**Your objective:** Continue the passage about Godecke's allegations that KCI delivered VACs without the required WOPD, picking up after its final sentence.

**Document section:**
━━━━━━━━━━━━━━━━━━━━━━━━━━━━━━

Godecke alleges that KCI delivered many VACs without the required WOPD. Due to time constraints and business pressures, KCI management would authorize "exceptions" to KCI's standard operating procedures, which were based on Medicare's requirements. These exceptions would allow KCI employees to release the VAC and supplies for delivery to the patient before receiving the written order. The exception granted by management would make the claim appear to be billable under KCI's internal procedures, even though Medicare's WOPD requirements had not been satisfied. KCI was not required to disclose the actual date on which it received the written order, and there was a 30-day window after a patient's treatment started before KCI had to bill Medicare. During this 30-day window, KCI could get a detailed written order from a physician for the VAC. In such cases, of course, the order was not technically a WOPD because it was not written prior to delivery . Based on reviews of reports and conversations with customer service representatives and KCI management, Godecke learned that KCI management granted these exceptions and allowed customer service representatives to deliver VACs to patients before all the WOPD requirements had been satisfied. She also knew that KCI management understood the Medicare requirements and the rules for reimbursement, and she also helped KCI management set up tracking systems specifically for following up on orders for VACs that had been delivered but did not satisfy the WOPD requirements.

━━━━━━━━━━━━━━━━━━━━━━━━━━━━━━

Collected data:
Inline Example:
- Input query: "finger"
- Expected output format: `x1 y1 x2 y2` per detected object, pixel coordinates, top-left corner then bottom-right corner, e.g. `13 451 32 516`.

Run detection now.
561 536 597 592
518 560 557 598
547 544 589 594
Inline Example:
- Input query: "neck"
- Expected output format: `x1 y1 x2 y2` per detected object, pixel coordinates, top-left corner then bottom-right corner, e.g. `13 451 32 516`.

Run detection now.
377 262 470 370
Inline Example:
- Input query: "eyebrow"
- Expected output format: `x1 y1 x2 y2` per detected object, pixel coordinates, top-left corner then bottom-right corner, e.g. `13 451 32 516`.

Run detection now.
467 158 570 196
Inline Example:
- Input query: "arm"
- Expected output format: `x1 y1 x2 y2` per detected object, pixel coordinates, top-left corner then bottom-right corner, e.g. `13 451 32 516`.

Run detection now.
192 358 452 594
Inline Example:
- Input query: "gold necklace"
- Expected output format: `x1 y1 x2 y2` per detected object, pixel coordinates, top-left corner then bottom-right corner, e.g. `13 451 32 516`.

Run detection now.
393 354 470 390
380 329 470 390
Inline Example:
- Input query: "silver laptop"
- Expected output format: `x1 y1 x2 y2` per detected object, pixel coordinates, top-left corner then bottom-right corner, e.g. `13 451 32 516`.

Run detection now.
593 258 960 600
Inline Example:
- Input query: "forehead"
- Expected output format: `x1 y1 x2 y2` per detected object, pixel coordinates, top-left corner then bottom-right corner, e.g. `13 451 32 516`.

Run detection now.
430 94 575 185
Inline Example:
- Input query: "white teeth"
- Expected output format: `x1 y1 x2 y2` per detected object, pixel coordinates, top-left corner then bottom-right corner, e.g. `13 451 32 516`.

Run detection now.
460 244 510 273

━━━━━━━━━━━━━━━━━━━━━━━━━━━━━━

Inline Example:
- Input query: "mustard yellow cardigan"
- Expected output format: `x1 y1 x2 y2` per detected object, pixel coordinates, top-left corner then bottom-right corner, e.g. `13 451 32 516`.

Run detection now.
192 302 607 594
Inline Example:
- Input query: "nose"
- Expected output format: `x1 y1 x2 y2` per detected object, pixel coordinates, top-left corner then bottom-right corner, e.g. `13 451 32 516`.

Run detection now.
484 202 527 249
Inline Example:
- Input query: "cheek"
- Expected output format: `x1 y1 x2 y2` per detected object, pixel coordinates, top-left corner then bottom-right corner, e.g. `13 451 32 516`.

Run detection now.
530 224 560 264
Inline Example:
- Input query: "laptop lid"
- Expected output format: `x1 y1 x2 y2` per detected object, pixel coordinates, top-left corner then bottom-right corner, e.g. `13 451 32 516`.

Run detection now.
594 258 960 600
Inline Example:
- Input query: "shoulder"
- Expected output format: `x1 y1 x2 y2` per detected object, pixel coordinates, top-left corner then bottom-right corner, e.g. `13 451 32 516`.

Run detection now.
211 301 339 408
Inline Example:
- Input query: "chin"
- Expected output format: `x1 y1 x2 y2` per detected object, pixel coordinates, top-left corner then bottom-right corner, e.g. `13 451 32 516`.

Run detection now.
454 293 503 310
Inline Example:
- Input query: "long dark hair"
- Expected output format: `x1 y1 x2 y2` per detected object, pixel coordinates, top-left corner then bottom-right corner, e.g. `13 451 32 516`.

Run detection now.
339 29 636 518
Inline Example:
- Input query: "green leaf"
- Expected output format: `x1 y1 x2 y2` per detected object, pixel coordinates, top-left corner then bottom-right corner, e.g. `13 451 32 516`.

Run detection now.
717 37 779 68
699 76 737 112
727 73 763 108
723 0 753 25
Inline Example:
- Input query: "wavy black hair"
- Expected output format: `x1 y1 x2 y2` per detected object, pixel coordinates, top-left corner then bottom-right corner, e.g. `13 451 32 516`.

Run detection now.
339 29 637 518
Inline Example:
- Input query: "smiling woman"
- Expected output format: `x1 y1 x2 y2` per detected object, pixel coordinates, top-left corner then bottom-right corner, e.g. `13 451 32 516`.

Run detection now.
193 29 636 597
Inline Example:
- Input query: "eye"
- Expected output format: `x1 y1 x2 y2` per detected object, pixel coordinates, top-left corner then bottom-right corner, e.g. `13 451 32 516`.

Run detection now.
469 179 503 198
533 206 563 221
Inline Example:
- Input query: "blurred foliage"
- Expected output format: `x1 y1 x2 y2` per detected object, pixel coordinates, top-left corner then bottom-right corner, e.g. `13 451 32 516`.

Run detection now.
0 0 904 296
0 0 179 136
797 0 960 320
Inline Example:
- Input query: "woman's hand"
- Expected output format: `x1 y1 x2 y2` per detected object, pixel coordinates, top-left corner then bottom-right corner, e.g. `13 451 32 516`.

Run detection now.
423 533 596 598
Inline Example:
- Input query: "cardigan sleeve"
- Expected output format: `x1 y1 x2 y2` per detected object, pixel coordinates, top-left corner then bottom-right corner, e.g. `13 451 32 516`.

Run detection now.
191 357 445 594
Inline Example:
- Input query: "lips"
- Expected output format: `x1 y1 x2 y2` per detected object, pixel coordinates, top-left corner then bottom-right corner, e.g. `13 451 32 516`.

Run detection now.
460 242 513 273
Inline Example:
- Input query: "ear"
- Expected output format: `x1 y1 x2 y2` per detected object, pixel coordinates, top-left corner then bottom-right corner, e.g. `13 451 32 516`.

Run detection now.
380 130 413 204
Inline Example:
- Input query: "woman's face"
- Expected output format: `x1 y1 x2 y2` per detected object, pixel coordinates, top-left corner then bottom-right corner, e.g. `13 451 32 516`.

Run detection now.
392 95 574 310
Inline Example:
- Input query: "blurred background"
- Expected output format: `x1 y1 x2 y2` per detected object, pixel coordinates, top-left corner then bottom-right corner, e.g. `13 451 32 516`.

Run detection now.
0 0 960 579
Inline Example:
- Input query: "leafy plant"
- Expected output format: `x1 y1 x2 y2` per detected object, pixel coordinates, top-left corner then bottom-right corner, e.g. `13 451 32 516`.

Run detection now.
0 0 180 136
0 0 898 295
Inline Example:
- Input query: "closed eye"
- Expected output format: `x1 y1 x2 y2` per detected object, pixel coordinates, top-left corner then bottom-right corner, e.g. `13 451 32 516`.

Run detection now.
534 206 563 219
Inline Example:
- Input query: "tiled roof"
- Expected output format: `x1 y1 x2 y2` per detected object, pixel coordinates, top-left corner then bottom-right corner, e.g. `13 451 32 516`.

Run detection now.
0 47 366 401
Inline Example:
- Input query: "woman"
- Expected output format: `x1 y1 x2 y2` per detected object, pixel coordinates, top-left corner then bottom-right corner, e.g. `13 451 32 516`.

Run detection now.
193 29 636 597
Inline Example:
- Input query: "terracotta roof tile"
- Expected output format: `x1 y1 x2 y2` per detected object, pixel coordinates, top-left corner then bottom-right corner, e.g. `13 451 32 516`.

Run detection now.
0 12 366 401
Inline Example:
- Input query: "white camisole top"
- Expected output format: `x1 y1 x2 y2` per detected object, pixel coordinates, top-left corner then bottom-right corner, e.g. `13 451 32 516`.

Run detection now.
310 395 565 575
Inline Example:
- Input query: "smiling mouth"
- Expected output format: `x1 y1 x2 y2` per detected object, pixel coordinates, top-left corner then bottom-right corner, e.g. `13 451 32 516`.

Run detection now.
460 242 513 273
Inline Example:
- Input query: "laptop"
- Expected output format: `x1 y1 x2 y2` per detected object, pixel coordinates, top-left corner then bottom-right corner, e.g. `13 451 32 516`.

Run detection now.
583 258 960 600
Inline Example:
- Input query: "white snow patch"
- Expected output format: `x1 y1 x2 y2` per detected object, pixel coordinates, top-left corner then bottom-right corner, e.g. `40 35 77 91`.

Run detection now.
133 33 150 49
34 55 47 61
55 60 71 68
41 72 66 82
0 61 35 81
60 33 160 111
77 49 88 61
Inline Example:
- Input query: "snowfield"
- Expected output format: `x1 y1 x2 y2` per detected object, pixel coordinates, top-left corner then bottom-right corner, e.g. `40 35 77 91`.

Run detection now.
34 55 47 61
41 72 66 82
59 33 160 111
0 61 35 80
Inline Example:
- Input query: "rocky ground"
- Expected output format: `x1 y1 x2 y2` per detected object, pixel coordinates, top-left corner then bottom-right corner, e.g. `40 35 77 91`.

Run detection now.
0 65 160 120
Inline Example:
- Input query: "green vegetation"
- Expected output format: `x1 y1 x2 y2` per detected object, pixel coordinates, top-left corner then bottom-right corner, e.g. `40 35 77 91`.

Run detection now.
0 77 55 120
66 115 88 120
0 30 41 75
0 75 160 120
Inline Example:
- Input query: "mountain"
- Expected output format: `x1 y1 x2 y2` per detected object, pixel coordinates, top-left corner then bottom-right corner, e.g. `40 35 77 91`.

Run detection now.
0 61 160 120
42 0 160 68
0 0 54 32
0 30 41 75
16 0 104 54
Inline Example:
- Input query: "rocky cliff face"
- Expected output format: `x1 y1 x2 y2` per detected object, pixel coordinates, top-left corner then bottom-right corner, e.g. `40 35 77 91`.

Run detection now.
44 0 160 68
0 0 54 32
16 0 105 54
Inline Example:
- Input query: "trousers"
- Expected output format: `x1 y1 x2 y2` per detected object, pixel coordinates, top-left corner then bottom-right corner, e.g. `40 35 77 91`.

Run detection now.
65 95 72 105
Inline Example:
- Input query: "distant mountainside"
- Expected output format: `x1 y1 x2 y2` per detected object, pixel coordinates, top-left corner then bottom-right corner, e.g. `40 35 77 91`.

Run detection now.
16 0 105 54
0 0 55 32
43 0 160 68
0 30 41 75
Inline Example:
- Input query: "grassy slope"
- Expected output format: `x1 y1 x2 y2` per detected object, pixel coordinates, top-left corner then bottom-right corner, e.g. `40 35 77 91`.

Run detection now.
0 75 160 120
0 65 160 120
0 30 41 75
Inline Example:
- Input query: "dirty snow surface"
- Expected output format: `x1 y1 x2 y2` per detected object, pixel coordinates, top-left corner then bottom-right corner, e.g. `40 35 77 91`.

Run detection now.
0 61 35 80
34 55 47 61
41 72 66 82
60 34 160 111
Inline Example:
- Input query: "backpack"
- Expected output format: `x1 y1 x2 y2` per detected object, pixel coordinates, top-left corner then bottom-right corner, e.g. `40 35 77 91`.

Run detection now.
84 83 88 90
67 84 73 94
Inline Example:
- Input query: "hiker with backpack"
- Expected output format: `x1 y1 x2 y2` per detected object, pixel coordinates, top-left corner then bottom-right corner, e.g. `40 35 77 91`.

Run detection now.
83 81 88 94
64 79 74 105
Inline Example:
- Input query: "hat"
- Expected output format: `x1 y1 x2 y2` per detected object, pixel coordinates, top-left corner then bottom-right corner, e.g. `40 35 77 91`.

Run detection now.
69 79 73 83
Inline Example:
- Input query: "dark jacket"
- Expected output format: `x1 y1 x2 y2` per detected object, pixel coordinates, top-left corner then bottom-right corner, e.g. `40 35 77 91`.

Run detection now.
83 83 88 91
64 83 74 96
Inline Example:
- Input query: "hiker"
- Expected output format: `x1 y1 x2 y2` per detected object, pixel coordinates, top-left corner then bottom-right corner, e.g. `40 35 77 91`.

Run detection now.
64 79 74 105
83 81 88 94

━━━━━━━━━━━━━━━━━━━━━━━━━━━━━━

**Reply:**
Godecke next alleges that KCI knowingly used the wrong billing code modifiers to conceal from Medicare that these VACs were delivered before receiving a WOPD. KCI would routinely submit claims for payment when KCI either did not have any WOPD in its possession or had some form of a WOPD, but the order was defective. KCI would bill Medicare using the KX modifier as long as it was able to obtain a detailed written order before the 30-day window to submit bills had closed. KCI would submit these claims without including the EY modifier, even though it was required to do so. Because of the 30-day window and the fact that KCI was not required to submit the actual date the WOPD was received, KCI's alleged scheme avoided detection by Medicare, unless Medicare chose to audit a claim and knew exactly what to look for and where to look.

Godecke provides fifteen representative examples of false claims that were submitted for reimbursement without the EY code. These claims are identified by Rental Order Entry ("ROE") numbers, a unique identifying number assigned to each VAC delivery request. Godecke used...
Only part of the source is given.